Source extract:
-*-
Ukupseni is mostly autonomous, in that it grows most of its own food. Colombian ships travel through Guna Yala, and Guna sell coconuts in exchange for goods, including hammocks and other supplies. Lobster, crab, and fish are sold to seafood airplanes on the Ukupseni airstrip.

Community projects are conducted by the local government for various needs throughout the year, and every citizen is required to help.

There are two lodges in private islands nearby, Yandup island (1000 meters northeast) and Iskardup (Sapibenega) island. Both are owned and run by Guna people from Ukupseni, as it is part of the Guna law that only Guna can own businesses in Guna Yala. These lodges also provide jobs as guides, cooks, handymen, maids and other works to Ukupseni's inhabitants, plus a larger income for fishermen and handicraft sellers, being the Mola the most famous handicraft of the Guna.

== Geography ==
Ukupseni, along with the vast majority of the rest of the San Blas Islands lies atop a coral reef that has broken the surface of the ocean. This island is enlarged constantly by people depositing earth, rock, waste, or other debris in order to create a large living area on the island. The elevation of these islands is about 11/2 feet above sea level.

Local tides in the area fluctuate the level of the water by 4–11 inches. Occasionally a "super-high tide" of about 18 inches will saturate the outer parts of the island.

There are several reef islands in close proximity to Ukupseni. Most are not inhabited, but some have tourist hotels on them. The closest populated island is San Ignacio de Tupile, a few miles due east. The mainland communities of Irgandi and Ukupa lie to the northwest.
-*-
Items listed in a dataset
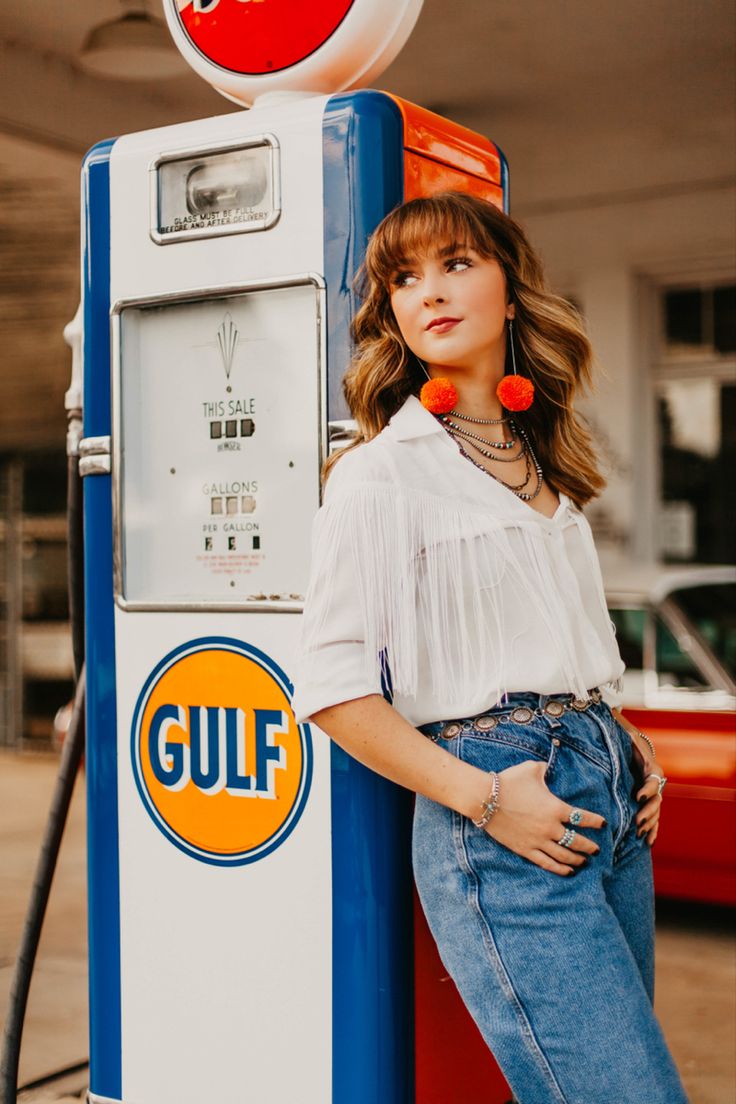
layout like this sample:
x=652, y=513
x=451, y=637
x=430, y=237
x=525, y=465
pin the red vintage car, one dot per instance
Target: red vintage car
x=676, y=633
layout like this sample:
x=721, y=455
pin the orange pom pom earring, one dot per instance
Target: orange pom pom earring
x=514, y=392
x=439, y=396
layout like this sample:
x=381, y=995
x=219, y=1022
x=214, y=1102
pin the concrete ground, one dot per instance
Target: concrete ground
x=695, y=956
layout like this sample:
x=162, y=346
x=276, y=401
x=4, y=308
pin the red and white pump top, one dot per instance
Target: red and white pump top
x=247, y=48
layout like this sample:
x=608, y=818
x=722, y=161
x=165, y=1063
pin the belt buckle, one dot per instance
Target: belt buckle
x=554, y=708
x=486, y=722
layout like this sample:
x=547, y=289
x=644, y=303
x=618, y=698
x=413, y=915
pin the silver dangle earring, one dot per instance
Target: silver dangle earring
x=515, y=392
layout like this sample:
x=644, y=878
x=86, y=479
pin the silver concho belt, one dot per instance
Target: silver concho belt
x=521, y=714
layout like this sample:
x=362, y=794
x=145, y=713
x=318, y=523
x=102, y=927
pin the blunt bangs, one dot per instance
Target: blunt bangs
x=424, y=226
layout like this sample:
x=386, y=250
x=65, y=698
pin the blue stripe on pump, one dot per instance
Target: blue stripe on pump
x=103, y=867
x=372, y=912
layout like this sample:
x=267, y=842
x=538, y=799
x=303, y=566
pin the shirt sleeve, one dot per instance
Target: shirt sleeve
x=334, y=662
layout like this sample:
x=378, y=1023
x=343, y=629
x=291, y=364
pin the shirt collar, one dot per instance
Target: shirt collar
x=413, y=420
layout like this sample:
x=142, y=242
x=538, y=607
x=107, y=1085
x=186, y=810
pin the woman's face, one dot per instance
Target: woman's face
x=450, y=306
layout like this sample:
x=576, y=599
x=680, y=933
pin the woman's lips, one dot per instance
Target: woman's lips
x=444, y=325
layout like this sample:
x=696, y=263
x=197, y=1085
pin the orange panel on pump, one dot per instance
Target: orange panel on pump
x=436, y=139
x=426, y=177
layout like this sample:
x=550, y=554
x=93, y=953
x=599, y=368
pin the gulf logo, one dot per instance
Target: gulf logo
x=258, y=36
x=221, y=765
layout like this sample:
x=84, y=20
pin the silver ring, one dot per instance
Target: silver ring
x=661, y=782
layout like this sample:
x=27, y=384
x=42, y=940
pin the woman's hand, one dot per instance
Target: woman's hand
x=530, y=820
x=648, y=817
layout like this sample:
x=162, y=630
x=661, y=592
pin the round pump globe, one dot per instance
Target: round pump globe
x=245, y=49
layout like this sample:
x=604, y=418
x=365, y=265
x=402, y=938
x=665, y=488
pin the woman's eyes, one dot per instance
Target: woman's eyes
x=403, y=279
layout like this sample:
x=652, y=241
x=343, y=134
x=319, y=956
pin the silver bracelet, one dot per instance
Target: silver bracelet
x=491, y=803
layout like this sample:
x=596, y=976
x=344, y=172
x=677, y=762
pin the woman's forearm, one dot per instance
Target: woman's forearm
x=372, y=731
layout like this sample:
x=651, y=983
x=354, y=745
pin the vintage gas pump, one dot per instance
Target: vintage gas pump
-*-
Exercise aim:
Output the entire passage about Ukupseni word for word, with nothing changed.

Result of the task:
Ukupseni is mostly autonomous, in that it grows most of its own food. Colombian ships travel through Guna Yala, and Guna sell coconuts in exchange for goods, including hammocks and other supplies. Lobster, crab, and fish are sold to seafood airplanes on the Ukupseni airstrip.

Community projects are conducted by the local government for various needs throughout the year, and every citizen is required to help.

There are two lodges in private islands nearby, Yandup island (1000 meters northeast) and Iskardup (Sapibenega) island. Both are owned and run by Guna people from Ukupseni, as it is part of the Guna law that only Guna can own businesses in Guna Yala. These lodges also provide jobs as guides, cooks, handymen, maids and other works to Ukupseni's inhabitants, plus a larger income for fishermen and handicraft sellers, being the Mola the most famous handicraft of the Guna.

== Geography ==
Ukupseni, along with the vast majority of the rest of the San Blas Islands lies atop a coral reef that has broken the surface of the ocean. This island is enlarged constantly by people depositing earth, rock, waste, or other debris in order to create a large living area on the island. The elevation of these islands is about 11/2 feet above sea level.

Local tides in the area fluctuate the level of the water by 4–11 inches. Occasionally a "super-high tide" of about 18 inches will saturate the outer parts of the island.

There are several reef islands in close proximity to Ukupseni. Most are not inhabited, but some have tourist hotels on them. The closest populated island is San Ignacio de Tupile, a few miles due east. The mainland communities of Irgandi and Ukupa lie to the northwest.